►
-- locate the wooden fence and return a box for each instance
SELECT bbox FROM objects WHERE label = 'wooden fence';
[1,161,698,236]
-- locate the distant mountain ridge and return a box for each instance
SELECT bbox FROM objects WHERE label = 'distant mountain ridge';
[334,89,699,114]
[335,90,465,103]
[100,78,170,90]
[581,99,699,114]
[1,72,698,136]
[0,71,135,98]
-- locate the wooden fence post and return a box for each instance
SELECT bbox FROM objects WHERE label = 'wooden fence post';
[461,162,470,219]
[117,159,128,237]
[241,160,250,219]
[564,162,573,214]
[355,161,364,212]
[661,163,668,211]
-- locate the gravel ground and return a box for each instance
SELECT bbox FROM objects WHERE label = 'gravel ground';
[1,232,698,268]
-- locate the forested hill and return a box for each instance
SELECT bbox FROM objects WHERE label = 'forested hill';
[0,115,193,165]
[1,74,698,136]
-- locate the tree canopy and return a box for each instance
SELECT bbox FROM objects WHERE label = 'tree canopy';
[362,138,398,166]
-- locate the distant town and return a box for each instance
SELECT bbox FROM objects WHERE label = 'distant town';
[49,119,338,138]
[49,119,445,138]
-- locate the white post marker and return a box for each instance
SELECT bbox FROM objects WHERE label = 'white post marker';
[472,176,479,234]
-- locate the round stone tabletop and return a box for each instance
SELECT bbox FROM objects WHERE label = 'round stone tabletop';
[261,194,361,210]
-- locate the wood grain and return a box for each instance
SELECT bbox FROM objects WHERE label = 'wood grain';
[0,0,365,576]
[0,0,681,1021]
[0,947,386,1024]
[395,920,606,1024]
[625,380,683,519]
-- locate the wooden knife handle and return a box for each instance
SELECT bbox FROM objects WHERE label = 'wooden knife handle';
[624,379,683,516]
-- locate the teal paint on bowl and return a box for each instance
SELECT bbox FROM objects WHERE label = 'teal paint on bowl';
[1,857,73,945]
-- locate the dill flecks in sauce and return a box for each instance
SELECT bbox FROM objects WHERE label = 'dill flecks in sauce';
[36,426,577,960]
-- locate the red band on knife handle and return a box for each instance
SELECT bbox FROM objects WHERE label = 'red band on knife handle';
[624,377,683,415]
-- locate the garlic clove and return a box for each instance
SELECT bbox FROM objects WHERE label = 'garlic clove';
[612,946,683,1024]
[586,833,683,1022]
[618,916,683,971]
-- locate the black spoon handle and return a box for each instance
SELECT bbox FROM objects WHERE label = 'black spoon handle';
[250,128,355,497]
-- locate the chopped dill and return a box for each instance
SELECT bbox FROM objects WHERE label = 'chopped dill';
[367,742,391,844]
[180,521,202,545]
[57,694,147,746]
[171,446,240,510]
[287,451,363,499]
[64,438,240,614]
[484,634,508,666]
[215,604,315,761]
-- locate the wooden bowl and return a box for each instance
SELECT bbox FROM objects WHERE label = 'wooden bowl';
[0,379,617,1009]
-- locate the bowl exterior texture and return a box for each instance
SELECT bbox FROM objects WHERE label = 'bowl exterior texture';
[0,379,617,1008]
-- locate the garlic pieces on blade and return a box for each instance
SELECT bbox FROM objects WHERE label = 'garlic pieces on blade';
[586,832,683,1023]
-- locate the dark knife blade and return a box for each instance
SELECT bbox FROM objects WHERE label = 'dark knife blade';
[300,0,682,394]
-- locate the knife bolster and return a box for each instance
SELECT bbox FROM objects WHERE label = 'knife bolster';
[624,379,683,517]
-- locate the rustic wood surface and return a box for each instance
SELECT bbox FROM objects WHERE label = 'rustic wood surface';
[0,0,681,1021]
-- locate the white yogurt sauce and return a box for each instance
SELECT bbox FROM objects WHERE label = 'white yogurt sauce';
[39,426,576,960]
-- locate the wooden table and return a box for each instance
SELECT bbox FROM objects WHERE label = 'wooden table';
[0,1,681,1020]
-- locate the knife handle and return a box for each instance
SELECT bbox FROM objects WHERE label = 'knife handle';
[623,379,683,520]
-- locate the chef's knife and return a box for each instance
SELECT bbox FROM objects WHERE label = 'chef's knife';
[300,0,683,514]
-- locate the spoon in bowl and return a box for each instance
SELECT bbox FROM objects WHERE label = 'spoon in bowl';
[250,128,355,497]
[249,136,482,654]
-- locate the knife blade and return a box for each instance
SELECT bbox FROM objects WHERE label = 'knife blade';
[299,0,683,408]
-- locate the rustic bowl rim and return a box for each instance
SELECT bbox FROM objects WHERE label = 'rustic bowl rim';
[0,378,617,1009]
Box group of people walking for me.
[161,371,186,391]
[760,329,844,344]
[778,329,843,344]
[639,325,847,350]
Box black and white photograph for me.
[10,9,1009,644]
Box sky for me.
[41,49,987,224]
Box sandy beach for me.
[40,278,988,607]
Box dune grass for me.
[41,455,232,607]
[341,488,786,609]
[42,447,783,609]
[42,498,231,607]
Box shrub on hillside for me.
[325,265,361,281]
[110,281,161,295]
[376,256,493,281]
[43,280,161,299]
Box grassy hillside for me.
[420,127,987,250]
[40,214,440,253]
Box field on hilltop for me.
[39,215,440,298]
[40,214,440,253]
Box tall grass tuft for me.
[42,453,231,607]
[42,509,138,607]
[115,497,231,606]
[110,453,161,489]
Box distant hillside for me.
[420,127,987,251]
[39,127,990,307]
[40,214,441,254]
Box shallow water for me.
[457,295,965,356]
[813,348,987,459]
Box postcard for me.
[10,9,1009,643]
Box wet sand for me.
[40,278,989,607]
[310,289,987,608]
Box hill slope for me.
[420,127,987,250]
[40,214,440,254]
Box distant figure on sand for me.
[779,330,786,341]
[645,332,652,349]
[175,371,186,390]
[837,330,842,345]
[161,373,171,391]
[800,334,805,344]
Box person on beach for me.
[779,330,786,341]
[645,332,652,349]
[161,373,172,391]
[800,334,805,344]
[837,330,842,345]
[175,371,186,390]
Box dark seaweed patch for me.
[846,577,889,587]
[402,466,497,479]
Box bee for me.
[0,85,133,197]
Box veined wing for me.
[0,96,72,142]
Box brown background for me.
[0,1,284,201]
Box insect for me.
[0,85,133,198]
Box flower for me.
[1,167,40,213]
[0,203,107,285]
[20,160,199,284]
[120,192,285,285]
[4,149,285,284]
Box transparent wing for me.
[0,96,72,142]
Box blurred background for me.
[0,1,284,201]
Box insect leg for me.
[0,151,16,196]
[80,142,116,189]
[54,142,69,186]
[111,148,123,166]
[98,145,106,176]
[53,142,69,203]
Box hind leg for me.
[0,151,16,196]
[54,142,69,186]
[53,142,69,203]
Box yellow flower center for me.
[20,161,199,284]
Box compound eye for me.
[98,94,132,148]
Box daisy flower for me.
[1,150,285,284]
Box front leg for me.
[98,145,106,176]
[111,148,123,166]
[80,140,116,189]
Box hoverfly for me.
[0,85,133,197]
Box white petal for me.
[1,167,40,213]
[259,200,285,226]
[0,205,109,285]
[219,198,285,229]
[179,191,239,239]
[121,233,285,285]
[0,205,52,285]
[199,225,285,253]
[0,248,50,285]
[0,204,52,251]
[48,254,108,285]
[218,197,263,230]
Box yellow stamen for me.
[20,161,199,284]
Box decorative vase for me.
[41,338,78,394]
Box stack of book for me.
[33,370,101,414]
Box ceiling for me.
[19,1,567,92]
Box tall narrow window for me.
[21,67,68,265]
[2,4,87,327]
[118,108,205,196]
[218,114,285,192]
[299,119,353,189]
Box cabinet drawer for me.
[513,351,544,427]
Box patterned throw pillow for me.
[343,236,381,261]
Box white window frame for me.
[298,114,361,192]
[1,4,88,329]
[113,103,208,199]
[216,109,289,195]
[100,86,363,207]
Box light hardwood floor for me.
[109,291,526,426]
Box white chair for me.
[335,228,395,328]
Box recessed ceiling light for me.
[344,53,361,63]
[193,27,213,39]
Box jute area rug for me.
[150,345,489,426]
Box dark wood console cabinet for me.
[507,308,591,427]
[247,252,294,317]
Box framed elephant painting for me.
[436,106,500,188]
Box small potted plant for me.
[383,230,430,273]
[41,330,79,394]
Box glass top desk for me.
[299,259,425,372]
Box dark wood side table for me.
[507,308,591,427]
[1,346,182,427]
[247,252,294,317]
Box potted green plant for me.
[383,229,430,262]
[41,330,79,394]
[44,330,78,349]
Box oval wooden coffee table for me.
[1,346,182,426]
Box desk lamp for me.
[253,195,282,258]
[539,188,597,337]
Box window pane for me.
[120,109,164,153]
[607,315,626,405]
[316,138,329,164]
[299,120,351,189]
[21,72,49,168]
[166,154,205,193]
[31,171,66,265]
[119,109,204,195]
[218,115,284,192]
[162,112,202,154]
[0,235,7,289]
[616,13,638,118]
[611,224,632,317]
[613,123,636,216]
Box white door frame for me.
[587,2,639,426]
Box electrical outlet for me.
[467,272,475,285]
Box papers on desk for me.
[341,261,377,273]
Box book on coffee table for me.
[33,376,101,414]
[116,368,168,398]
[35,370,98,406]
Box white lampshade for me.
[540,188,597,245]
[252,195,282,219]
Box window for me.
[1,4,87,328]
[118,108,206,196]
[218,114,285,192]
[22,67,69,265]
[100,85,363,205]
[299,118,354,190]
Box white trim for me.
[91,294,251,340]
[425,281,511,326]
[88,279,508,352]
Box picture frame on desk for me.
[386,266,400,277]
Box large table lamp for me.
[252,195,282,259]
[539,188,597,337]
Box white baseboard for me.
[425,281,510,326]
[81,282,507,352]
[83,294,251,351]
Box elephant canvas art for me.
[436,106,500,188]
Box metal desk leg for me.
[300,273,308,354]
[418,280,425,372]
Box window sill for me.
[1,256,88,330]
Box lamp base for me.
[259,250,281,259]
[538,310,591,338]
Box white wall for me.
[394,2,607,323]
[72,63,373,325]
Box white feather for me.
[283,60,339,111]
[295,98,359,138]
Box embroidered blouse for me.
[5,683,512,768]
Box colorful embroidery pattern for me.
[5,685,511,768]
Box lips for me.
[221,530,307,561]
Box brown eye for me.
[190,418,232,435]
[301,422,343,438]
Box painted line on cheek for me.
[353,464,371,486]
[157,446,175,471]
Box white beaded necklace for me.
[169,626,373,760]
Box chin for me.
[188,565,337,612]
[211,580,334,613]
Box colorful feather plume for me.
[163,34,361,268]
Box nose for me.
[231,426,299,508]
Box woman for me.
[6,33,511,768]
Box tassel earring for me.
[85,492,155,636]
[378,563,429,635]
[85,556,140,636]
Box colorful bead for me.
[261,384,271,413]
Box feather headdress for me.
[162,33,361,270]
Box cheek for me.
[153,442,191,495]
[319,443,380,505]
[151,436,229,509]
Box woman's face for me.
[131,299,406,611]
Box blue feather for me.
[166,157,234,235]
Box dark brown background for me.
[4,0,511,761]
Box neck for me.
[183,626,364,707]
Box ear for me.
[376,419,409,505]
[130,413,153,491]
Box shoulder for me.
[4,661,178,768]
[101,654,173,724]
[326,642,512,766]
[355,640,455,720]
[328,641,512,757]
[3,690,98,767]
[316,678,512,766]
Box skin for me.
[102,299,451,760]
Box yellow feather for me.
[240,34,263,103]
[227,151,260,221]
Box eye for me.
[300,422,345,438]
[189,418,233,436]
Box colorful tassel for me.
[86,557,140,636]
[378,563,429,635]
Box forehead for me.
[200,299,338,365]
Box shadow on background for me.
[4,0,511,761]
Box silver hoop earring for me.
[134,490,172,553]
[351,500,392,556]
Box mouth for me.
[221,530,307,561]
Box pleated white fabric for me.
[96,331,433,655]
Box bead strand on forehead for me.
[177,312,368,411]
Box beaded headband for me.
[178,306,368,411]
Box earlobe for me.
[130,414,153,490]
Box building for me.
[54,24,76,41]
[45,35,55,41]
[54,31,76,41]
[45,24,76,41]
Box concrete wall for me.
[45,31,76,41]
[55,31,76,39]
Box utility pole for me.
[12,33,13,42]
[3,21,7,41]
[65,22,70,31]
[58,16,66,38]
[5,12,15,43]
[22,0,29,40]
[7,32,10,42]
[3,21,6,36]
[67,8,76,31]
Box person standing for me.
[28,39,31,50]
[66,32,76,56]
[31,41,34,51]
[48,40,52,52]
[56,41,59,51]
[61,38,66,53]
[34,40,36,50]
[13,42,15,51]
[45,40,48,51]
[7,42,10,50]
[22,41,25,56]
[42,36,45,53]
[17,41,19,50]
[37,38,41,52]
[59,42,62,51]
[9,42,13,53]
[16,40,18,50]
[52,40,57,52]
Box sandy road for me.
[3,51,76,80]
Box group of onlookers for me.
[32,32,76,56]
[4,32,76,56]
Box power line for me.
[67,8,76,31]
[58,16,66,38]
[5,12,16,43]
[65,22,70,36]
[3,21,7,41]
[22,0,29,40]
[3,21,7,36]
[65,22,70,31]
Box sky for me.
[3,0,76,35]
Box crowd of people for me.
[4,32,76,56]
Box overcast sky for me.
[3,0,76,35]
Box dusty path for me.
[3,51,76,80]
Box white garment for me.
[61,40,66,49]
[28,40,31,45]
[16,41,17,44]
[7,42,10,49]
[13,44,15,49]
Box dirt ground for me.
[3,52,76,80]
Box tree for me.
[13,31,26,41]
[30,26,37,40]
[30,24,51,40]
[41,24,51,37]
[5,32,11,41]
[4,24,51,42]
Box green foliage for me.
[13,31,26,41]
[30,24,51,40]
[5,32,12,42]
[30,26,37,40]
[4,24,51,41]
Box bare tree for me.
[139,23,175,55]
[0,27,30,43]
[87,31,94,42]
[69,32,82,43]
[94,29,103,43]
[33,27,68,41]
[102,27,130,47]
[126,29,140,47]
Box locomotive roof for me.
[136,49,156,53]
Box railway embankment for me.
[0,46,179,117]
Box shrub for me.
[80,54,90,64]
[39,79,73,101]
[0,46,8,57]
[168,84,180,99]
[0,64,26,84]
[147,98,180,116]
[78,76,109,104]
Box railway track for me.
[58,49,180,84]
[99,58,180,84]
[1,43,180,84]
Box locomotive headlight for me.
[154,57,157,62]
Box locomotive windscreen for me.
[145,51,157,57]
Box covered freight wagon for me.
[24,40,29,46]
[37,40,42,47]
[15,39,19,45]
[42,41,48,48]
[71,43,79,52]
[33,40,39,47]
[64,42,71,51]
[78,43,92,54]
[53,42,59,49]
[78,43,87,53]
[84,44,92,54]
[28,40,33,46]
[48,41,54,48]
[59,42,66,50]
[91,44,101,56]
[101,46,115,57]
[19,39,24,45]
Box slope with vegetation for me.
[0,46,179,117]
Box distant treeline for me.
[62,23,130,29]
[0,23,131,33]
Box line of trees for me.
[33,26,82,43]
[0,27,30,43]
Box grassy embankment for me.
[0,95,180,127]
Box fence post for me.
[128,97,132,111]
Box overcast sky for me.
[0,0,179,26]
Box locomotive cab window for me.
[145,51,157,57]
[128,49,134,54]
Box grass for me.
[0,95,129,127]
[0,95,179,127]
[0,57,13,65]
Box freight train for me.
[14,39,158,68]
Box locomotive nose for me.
◄
• INSTRUCTIONS TO FOLLOW:
Set the lines down exactly, from the first line of the records to the line where "-- locate the forested" appears, with both ends kept.

• OUTPUT OF THE EXERCISE:
-- locate the wooden fence and return a box for each instance
SELECT bbox FROM objects WHERE label = 'wooden fence';
[1,161,698,236]
-- locate the distant mountain ridge and return a box for each instance
SELECT bbox FROM objects WHERE label = 'distant mountain ridge';
[334,89,699,114]
[335,90,465,103]
[100,78,170,90]
[581,99,699,114]
[1,72,698,136]
[0,71,135,98]
-- locate the wooden fence post and return a box for each instance
SELECT bbox FROM objects WHERE label = 'wooden fence post';
[461,162,470,219]
[117,159,128,237]
[241,160,250,219]
[564,162,573,214]
[355,161,364,212]
[661,163,668,211]
-- locate the gravel ground and return a box for each instance
SELECT bbox FROM objects WHERE label = 'gravel ground';
[1,232,698,268]
-- locate the forested hill and return a box for each instance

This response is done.